Anxious Cubans flee in 11th hour quest for freedom

September 13, 1994|By Los Angeles Times

ABOARD THE CHANDELEUR in the Florida Straits -- Day and night, the flimsy craft and their desperate crews kept popping up on the horizon, bobbing on the waves like the bedraggled remnants of some long-lost armada.

"At this moment I am a free man," declared an exhausted, drenched and exhilarated Sergio Denis Sanchez, after he and three others were pulled to safety aboard this Coast Guard cutter from their dubious conveyance of inner tubes, wood planks and metal rods.

In recent days, hundreds of Cubans anxious to beat Havana's deadline of today for illicit departures have headed for these treacherous waters in a frenzied last-ditch effort to leave their beleaguered island. They left even though most knew that they would be taken to the U.S. naval base at Guantanamo Bay on Cuba's southeastern shore and would have little chance of reaching the United States.
----------
EXERCISES:
• 1. Quote the article from "Anxious Cubans flee" up to and including "and metal rods.".
• 2. According to the article, what was Sergio Denis Sanchez's craft made of?
You won't need the rows.
----------
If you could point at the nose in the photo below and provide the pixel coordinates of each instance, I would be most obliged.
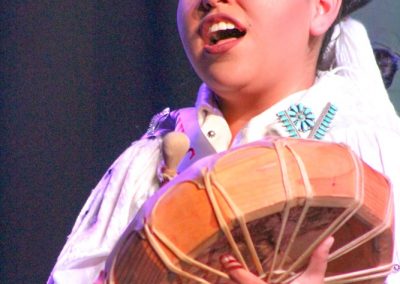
(209, 4)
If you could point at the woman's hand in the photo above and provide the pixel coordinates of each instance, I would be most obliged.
(314, 274)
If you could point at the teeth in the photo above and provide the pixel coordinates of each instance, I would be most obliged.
(221, 26)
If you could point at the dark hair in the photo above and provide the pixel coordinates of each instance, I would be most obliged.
(348, 7)
(388, 62)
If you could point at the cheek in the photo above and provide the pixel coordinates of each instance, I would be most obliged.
(186, 24)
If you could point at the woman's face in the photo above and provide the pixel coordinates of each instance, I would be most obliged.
(245, 44)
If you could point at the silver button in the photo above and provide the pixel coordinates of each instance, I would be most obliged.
(211, 134)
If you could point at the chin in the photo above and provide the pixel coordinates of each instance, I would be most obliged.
(226, 80)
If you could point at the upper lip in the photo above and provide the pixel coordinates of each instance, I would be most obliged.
(209, 20)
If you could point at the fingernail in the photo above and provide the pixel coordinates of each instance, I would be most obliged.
(330, 242)
(229, 262)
----------
YOUR WRITTEN ANSWERS:
• 1.
Anxious Cubans flee in 11th hour quest for freedom

September 13, 1994|By Los Angeles Times

ABOARD THE CHANDELEUR in the Florida Straits -- Day and night, the flimsy craft and their desperate crews kept popping up on the horizon, bobbing on the waves like the bedraggled remnants of some long-lost armada.

"At this moment I am a free man," declared an exhausted, drenched and exhilarated Sergio Denis Sanchez, after he and three others were pulled to safety aboard this Coast Guard cutter from their dubious conveyance of inner tubes, wood planks and metal rods.

• 2. Inner tubes, wood planks and metal rods.